**GIVEN INSTRUCTION:** Arrange the part of the rows that opens with the line containing "TARGET: dark green foliage" and closes with the line containing "[(108, 568), (492, 652), (47, 94), (7, 498)]" as a JSON list of strings, one string per line and no blank lines.

**EXCERPTED DATA:**
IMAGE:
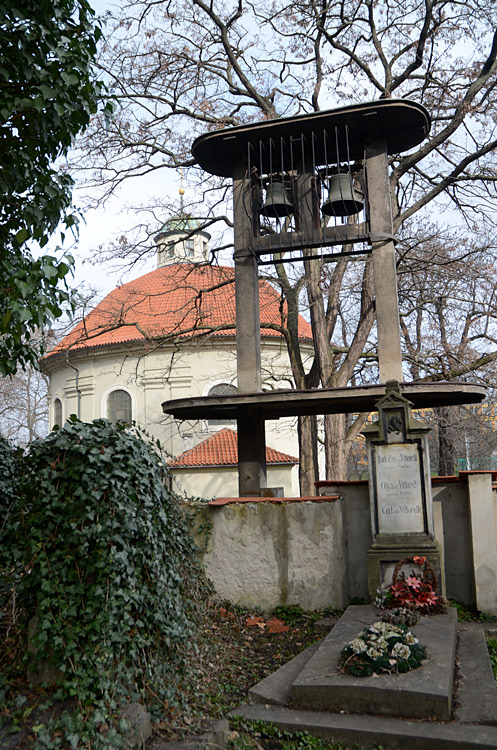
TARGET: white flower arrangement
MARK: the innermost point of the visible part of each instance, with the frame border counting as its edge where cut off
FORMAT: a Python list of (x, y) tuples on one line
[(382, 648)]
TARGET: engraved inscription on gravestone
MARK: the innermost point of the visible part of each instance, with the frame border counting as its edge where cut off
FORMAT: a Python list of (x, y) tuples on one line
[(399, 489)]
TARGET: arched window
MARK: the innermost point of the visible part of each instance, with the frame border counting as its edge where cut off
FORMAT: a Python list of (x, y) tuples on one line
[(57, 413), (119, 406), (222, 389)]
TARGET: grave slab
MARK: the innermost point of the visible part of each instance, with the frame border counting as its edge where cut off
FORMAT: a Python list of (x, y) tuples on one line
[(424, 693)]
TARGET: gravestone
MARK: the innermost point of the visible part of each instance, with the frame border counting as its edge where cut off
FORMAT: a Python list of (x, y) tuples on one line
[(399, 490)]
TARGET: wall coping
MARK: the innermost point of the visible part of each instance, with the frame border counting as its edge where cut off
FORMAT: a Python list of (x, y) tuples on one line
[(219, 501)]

...

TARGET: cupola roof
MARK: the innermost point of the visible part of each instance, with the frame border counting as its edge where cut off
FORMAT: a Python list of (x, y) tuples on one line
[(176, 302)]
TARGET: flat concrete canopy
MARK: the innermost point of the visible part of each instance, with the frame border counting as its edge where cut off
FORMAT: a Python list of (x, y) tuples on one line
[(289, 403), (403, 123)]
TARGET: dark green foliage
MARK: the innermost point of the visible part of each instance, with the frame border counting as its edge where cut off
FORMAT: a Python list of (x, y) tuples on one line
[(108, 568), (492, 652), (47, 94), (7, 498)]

**ANSWER BELOW:**
[
  "TARGET: dark green foliage",
  "MARK: the innermost point of the visible part of each instance, with the frame border counting as its edge where cut off",
  "FORMAT: a Python list of (x, y) tuples on one line",
  "[(108, 568), (492, 652), (47, 94), (7, 498)]"
]